(Problem requirements): Can you quote the lines below exactly, starting at the line with "[point] ecb tower" and going through the last one?

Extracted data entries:
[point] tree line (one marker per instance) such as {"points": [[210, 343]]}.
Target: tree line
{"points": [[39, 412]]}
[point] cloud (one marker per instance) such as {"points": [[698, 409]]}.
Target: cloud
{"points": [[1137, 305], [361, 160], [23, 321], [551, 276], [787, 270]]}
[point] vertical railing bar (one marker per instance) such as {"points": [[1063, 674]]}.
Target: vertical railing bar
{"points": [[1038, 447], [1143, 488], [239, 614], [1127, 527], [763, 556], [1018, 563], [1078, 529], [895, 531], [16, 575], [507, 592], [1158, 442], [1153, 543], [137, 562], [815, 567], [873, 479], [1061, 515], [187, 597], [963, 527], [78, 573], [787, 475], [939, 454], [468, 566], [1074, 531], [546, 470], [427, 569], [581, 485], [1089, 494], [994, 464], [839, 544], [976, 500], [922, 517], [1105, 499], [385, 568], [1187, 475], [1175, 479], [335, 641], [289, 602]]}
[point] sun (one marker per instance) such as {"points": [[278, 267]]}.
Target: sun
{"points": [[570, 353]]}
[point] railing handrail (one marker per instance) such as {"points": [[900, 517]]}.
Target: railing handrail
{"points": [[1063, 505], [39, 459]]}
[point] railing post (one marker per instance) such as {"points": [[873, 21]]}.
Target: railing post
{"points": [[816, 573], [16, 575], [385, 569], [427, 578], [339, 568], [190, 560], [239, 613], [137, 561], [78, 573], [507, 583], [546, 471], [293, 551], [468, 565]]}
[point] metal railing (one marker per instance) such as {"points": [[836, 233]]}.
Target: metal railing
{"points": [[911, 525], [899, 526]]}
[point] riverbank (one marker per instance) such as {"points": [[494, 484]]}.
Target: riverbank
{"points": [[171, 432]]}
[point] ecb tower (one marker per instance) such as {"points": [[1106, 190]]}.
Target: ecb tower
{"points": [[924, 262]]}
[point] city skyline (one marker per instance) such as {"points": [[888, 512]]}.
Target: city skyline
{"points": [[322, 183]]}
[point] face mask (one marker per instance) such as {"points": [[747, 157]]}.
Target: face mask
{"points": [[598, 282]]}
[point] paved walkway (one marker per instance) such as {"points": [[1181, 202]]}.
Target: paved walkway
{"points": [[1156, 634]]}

(Result):
[point] ecb tower (one marker per instance) such as {"points": [[1106, 190]]}.
Target: ecb tower
{"points": [[924, 262]]}
[point] city skyline (one marker per instance) such as {"points": [[888, 512]]}.
Target: city skyline
{"points": [[322, 183]]}
[point] face mask (one marker per instance) such as {"points": [[747, 157]]}.
Target: face mask
{"points": [[598, 282]]}
[point] paved walkway (one marker per instance) such as {"points": [[1181, 202]]}.
Target: paved walkway
{"points": [[1156, 634]]}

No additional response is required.